━━━ Texte à lire

C’est en préparant un diplôme de gestion d’entreprise dans la capitale, Nairobi, qu’il a eu l’idée d’un projet de recyclage qui lui permettrait de générer des revenus pour subvenir aux besoins de sa famille tout en préservant l’environnement.
Lorsque la pandémie de Covid-19 a frappé, il est retourné au camp et a lancé le projet en tant que projet pilote. Il a effectué des recherches approfondies sur les politiques régissant la gestion des déchets et sur la manière dont elles affectent les réfugiés désireux de se lancer dans ce domaine.
La communauté se rassemble
« Lorsque j’ai eu l’idée de ce projet [de recyclage], je me suis assis avec mes voisins et je leur ai parlé de mon projet », se rappelle-t-il. « Certains ont adhéré à l’idée et m’ont soutenu. D’autres ne comprenaient pas pourquoi je voulais collecter des déchets et les entasser dans notre communauté, mais ils m’ont volontiers donné un coup de main », ajoute-t-il.
Les dirigeants de la communauté locale étaient prêts à soutenir l’initiative et lorsqu’il a lancé un appel à volontaires, il a reçu une réponse massive, avec plus de 2 000 candidats.
« Le premier mois [début 2020] a été une période d’essai et d’erreur. Nous n’avions pas d’argent pour payer les collecteurs. Au bout d’un mois, certains ont abandonné, mais cela ne m’a pas arrêté » se remémore-t-il.
Le soutien du gouvernement du comté et du Département du service des réfugiés au Kenya (DRS) est arrivé juste à temps – Raphael s’est vu attribuer trois centres de collecte de plastique à gérer dans le camp de réfugiés de Kakuma et un dans la colonie voisine de Kalobeyei.
« La formation des bénévoles au recyclage, la mise en place des structures et la recherche d’un vendeur pour le plastique broyé ont été des étapes longues et difficiles à franchir », explique Raphael.
L’Agence des Nations Unies pour les réfugiés (HCR) et d’autres partenaires ont aidé Raphael à ouvrir une boutique dans le Centre d’incubation de Kakuma – une initiative de développement économique financée par le HCR qui soutient les jeunes entreprises. Il y vend des articles fabriqués à partir du plastique qu’il recycle, tels que des chevilles, des boutons, des règles, des assiettes et des tasses.

━━━━━━

Consigne: Relevez, dans l'extrait sur le projet de recyclage de Raphael, tous les articles fabriqués à partir du plastique recyclé qu'il vend dans sa boutique. Les entrées ci-dessous proviennent d'une autre source.

━━━ Entrées présentées

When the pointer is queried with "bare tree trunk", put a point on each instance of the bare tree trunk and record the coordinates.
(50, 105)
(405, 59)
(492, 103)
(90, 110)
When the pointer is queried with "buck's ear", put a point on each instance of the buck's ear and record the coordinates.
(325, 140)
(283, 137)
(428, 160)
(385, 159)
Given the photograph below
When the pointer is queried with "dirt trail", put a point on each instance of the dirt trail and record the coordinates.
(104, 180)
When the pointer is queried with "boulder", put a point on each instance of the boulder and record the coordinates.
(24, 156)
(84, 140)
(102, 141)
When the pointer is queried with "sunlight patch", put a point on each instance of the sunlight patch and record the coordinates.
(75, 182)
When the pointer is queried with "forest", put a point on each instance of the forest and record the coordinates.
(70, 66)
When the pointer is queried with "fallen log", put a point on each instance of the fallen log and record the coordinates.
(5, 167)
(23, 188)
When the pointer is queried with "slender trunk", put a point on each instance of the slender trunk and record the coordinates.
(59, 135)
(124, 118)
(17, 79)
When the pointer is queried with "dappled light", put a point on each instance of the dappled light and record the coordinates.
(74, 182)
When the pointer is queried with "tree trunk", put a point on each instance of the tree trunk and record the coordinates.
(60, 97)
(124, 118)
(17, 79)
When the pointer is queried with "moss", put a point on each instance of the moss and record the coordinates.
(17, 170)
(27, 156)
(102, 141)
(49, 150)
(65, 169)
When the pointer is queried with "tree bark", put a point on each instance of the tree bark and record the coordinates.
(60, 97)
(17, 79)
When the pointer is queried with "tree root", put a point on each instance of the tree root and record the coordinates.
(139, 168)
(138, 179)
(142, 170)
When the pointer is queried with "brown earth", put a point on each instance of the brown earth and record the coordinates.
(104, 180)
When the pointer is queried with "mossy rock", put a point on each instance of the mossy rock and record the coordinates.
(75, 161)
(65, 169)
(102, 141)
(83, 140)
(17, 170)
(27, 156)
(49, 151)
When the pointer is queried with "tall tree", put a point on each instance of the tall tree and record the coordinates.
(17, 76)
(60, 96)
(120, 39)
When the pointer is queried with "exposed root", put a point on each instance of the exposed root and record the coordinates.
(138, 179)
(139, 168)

━━━━━━

Réponse: Des chevilles, des boutons, des règles, des assiettes et des tasses.